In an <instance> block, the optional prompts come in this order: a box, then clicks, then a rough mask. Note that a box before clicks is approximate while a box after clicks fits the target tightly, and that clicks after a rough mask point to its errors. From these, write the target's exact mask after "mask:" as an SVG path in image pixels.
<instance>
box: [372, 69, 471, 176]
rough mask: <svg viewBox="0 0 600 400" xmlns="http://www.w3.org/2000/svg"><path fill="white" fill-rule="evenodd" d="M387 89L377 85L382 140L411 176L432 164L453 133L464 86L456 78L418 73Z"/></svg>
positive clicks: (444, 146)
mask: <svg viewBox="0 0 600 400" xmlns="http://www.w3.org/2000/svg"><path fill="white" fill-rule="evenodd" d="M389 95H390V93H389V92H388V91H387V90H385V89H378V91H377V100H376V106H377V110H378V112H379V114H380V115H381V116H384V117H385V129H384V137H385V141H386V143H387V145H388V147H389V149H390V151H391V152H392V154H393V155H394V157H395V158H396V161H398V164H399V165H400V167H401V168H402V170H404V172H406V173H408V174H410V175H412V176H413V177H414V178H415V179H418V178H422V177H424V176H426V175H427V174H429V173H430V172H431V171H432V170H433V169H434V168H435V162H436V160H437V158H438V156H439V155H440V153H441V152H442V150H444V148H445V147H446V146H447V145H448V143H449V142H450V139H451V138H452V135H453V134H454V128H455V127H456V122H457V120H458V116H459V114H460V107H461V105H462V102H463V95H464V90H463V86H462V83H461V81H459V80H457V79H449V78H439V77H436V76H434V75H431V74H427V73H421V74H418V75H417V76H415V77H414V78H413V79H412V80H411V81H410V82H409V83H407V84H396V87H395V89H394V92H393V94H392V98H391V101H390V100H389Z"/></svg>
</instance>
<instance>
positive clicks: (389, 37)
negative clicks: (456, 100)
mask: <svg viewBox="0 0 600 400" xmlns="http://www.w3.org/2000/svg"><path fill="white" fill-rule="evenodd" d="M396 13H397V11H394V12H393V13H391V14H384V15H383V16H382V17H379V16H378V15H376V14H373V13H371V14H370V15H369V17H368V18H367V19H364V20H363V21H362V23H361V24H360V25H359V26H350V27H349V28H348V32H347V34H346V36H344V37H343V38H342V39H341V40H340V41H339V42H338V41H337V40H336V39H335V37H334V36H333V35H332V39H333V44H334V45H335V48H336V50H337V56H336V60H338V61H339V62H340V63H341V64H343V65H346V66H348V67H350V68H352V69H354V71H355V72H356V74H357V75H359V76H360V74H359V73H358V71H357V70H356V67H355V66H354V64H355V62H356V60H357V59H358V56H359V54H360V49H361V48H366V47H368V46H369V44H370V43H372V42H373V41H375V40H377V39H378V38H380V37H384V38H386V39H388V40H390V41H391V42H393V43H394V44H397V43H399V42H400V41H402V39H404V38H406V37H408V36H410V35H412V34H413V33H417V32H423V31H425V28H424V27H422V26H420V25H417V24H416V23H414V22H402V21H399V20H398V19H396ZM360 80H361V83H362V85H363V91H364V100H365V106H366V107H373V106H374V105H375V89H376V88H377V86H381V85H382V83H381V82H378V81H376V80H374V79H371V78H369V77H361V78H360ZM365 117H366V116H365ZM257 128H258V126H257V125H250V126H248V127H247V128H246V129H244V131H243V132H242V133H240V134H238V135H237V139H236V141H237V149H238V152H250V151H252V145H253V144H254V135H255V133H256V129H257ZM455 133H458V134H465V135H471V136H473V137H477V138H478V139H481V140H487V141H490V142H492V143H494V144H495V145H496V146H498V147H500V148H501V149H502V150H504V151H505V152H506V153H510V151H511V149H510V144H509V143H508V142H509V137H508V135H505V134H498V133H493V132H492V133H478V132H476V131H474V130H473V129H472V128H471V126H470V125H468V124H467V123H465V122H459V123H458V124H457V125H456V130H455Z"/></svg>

Problem description: Filter the material for the word "instance" and copy each matching line.

Answer to the problem:
In an <instance> block, the optional prompts come in this order: a box, then clicks, then a rough mask. Note that a box before clicks is approximate while a box after clicks fits the target tightly, and that clicks after a rough mask point to its errors. From these, write the target's exact mask after "mask:" as an SVG path in image pixels.
<instance>
</instance>
<instance>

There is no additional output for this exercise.